Copy all data exactly. Skip pictures.

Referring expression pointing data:
□ □ □

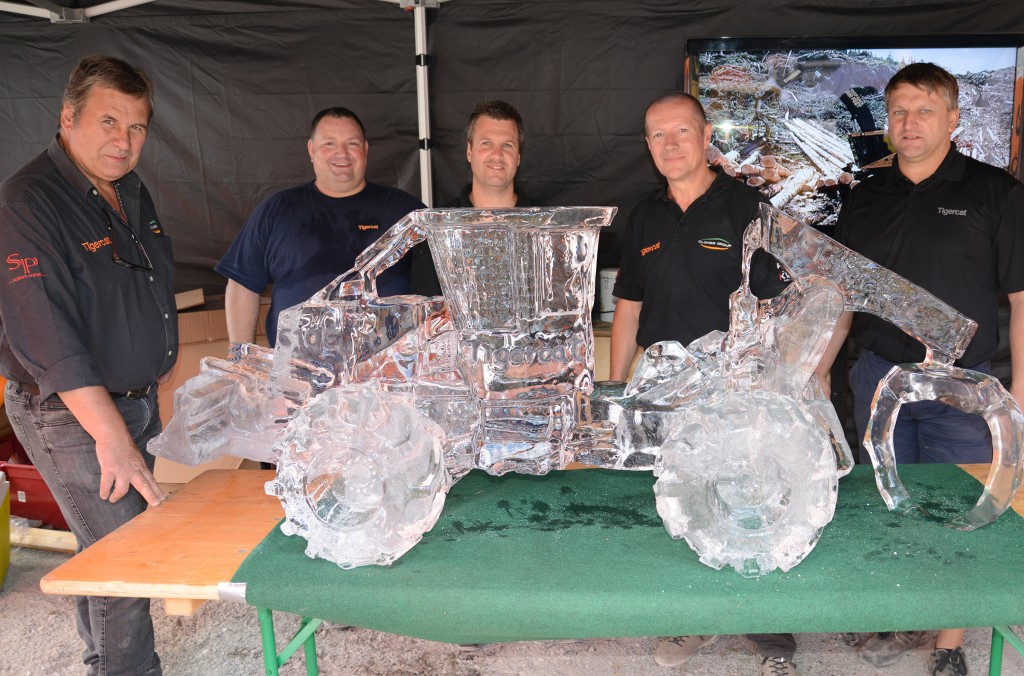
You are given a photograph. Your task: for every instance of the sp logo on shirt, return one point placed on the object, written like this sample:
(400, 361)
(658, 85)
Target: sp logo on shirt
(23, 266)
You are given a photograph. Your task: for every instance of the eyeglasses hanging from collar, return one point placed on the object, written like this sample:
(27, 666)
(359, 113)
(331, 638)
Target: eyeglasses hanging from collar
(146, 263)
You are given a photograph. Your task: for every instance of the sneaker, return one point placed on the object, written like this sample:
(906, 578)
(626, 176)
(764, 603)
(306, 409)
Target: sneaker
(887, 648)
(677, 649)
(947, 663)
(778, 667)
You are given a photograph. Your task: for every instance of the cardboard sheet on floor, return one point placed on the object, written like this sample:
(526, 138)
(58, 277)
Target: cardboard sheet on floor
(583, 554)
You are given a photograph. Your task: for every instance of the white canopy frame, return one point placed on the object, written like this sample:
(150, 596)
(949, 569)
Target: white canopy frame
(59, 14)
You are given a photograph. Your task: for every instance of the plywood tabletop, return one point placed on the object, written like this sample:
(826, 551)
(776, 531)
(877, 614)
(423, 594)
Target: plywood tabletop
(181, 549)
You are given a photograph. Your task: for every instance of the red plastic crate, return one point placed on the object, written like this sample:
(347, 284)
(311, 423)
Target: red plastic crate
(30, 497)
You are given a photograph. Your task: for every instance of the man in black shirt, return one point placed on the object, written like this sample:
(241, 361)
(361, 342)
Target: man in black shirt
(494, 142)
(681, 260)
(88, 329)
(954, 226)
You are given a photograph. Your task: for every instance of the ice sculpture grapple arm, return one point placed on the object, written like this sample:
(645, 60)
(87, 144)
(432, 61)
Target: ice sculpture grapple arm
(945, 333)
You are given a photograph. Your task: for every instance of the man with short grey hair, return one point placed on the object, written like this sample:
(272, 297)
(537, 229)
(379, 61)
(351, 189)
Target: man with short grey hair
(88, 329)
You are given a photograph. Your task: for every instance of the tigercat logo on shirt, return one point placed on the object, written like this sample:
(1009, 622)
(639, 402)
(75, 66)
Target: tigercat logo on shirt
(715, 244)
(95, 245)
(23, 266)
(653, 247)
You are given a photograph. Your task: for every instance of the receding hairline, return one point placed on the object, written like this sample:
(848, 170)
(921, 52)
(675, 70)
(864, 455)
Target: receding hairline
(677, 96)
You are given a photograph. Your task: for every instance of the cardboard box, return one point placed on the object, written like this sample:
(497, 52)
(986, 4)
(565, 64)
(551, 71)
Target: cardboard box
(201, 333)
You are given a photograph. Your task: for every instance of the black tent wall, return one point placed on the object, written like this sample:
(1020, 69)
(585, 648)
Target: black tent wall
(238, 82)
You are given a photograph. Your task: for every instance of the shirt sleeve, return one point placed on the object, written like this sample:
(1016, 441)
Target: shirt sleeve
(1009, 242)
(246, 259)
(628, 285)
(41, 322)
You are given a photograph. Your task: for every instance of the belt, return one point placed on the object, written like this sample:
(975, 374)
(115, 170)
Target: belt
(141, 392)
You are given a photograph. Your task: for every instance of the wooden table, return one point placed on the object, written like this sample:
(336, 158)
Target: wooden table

□ □ □

• [RESULT FOR THIS TASK]:
You are given a photograph. Your task: for every instance of the sp logo on shirt, return one point placed on the object, written like this sample:
(400, 361)
(658, 85)
Target: sp logo on shirt
(23, 266)
You are given a photograph. Your task: for every instance of the eyeglasses hanging from collar, return one point placed on the object, written like this sample:
(27, 666)
(359, 113)
(331, 638)
Target: eyeglasses hanging from collar
(146, 263)
You are given a photograph. Your task: for every instance of the sneaker, return one point placed on the object, written like this sample:
(906, 578)
(626, 176)
(764, 603)
(306, 409)
Target: sneaker
(887, 648)
(677, 649)
(947, 663)
(778, 667)
You are given a photograph. Your task: for every instance of the cardboard sheet on floor, return one point placed on the object, written like this sample:
(526, 138)
(58, 277)
Target: cardboard sheet on floor
(583, 554)
You are given a photograph. Your task: for every instance of the white canopy frame, return one point placed on the object, written like this sample:
(150, 596)
(949, 569)
Target: white canopy frame
(59, 14)
You are given a photograph. Your task: for every instance of the plywood tabletop, return one point placed on the object, written like this sample:
(826, 551)
(776, 531)
(877, 614)
(423, 594)
Target: plywood tabletop
(181, 549)
You are given a photograph. Your task: for every instance of the red plastic crate, return one point placed on the object, written like this sample:
(347, 284)
(311, 423)
Target: red plastic crate
(30, 497)
You are given a photograph. Your task: for every instance of the man in black shirt, return one point placed on the object, written like this sample:
(241, 361)
(361, 342)
Target: man in black shirt
(494, 142)
(681, 260)
(88, 329)
(954, 226)
You are given a photograph. Your task: for every instance of the ice sculpture grapple arm, return one point placed on the object, written like this sample:
(645, 60)
(87, 144)
(432, 61)
Target: ice sculpture grapple arm
(945, 333)
You are given a photograph. Your task: for every instance of the man with short grey hair, return one point placed on the object, written like this sample:
(272, 297)
(537, 229)
(379, 61)
(351, 189)
Target: man with short grey hair
(88, 329)
You are given a photograph. Your task: for every instance of the tigercat logo on shirt, return one point placed on the object, written like this sample:
(1009, 622)
(639, 402)
(75, 66)
Target: tigercat logo on shirt
(715, 244)
(95, 245)
(23, 266)
(653, 247)
You are given a photograph. Your task: for every instance of the receding hairline, return one point placed on the object, written like this sample:
(848, 170)
(921, 52)
(675, 70)
(864, 455)
Target: receding hairline
(677, 96)
You are given a photograph. Your task: for every instance of the cardboard box, return one point placed on the object, written like this sample:
(497, 52)
(986, 4)
(565, 64)
(551, 71)
Target: cardboard box
(201, 333)
You are given a photograph. Your task: for every instance of the black tent wall, return one point placed on the object, written like this sample:
(1020, 69)
(585, 648)
Target: black tent wall
(238, 82)
You are given a photograph. Your task: for every instance of the shirt sleeve, return one point placed on the object, written like this sample:
(1016, 441)
Target: shirt sleeve
(1009, 242)
(246, 259)
(628, 285)
(41, 322)
You are given a photograph. Your task: for every instance of the belt, return one point placed on the object, written like this sample:
(975, 374)
(115, 170)
Target: belt
(141, 392)
You are given a photograph. Your task: for every instance of the wooden table, return one point placed on the object, written like this sample:
(336, 158)
Target: wooden table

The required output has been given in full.